**QUOTED TEXT**
------------------------------
People have always travelled to and settled in new places. It is only in the last century, as our political correctness has shut down the option of conquest (at least for Western nations) and our population growth has driven us to claim whole countries of land as our own, for fear that we will be left with nowhere to go, that this kind of travel and movement has become less acceptable.

But I am still intrigued by nomadic groups, not because their lifestyle is somehow romantic and desirable – as modernity isolates them more and more, they often live in abject poverty – but because they are the antithesis of the sedentary lifestyles so many modern humans live. We have become strangely obsessed with a settled place. “Where are you from?”, “Where do you live?”, “What is your address?” But at least in socio-economically well-off circles, people’s lives exist largely on-line. Sending letters in the post is almost an anachronism but an address remain a crucial part of identity.

I have lived in Korea, I’ve lived in South Africa’s two biggest cities, I’ve lived in small university and farming towns. I’m currently in the Eastern Cape but the office I work for is in Cape Town. It is a little like the time I lived in Cape Town but my office and team were in Joburg. Or those crazy three months I commuted between Stutterheim and Pretoria. And I’d like to do it on a larger scale. I’d like to spend more time travelling across borders, particularly in Southern Africa. I want this whole region, rather than just one country, to become ‘home’.

In the back of my mind a whimsical idea is forming: what would it be like (and would it even be possible) to live without a fixed address for one year?

The joy of home

Some trips are more intense than others. It’s the more intense ones – whether emotionally draining or just intense because of the constant movement – that bring the greatest relief and joy at being home. Sometimes even when “home” is 12000km from the place you long to be.

I got back from nearly 3 weeks travelling in Namibia on Monday. Yesterday was my first full day at home. It wasn’t a particularly productive day (although it should have been). I pottered around and did ordinary things that felt like luxury all of a sudden. I had a long, hot bath. After weeks of (mostly cold) showers, soaking in a hot bath felt amazing. You’d think a year in no-bath Korea would have broken the attachment I have to baths but the reverse has happened – I am more keen on baths than ever but now they’re quite a distinct symbol of luxury.
------------------------------
**PROVIDED DATA**
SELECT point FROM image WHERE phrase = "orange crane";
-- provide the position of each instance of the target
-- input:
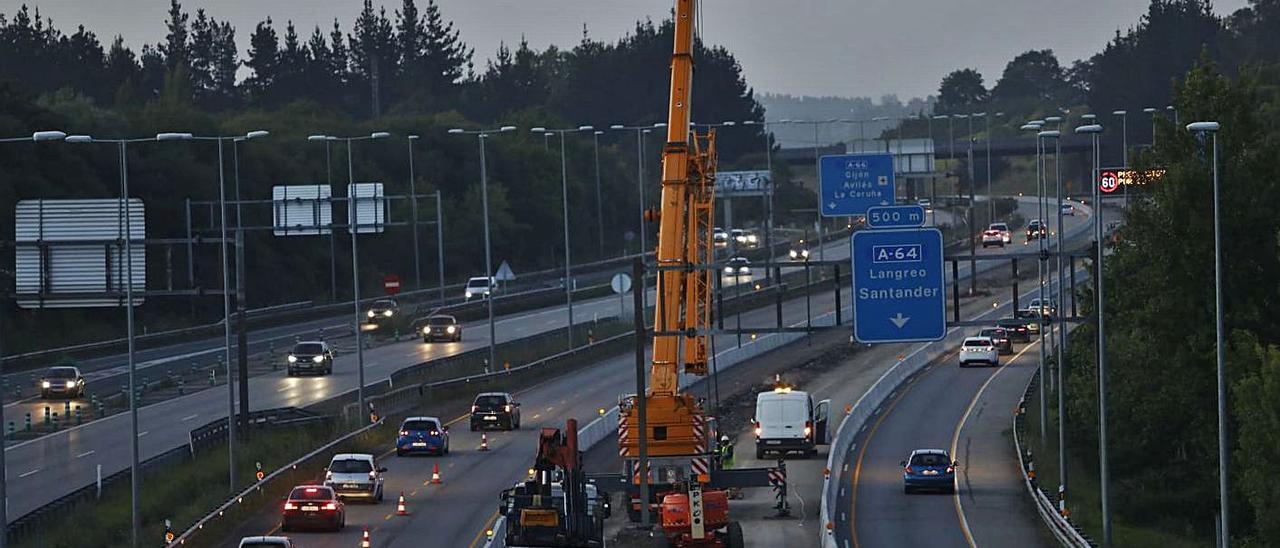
------------------------------
**GIVEN PROBLEM 1**
Using the essay on nomadic life and home, list every question that appears inside quotation marks.
**GIVEN PROBLEM 2**
Take the essay on nomadic life and home further, starting right after its final sentence.

**EXERCISE RESPONSE 1**
"Where are you from?"
"Where do you live?"
"What is your address?"

**EXERCISE RESPONSE 2**
I ate salad. When I was travelling, I wasn’t eating out much so was either throwing together cheap, quick options at backpackers (ramen noodles ftw) or eating tournament food. There wasn’t a lot of salad. And I love salad. So yesterday, I made myself a large bowl of salad with butter lettuce and basil and rocket and fresh mint and rosa tomatoes and baby cucumbers and blueberries and balsamic and olive oil and cheese (CHEESE :D). Travelling food is not always enthralling, particularly when travelling in a country where the food traditions have almost entirely the same roots as one’s own. The kitka was good though.

Other fun things about being home? Soft but firm pillows. Being able to do laundry and then put it in the tumble dryer (because home has missed the memo saying it is summer) and forget about them  for hours and hours. Watching mindless TV programmes for an hour or two. Uncapped internet on my laptop. Finally catching up with all the emails from the last few weeks. Clothes other than those I’ve worn and re-worn all this time. Ditto for books. And did I mention the cheese?

I wouldn’t give up the travel for anything but it’s great to take a deep breath and just relax into enjoying the things that are lovely and luxurious and unique to being home.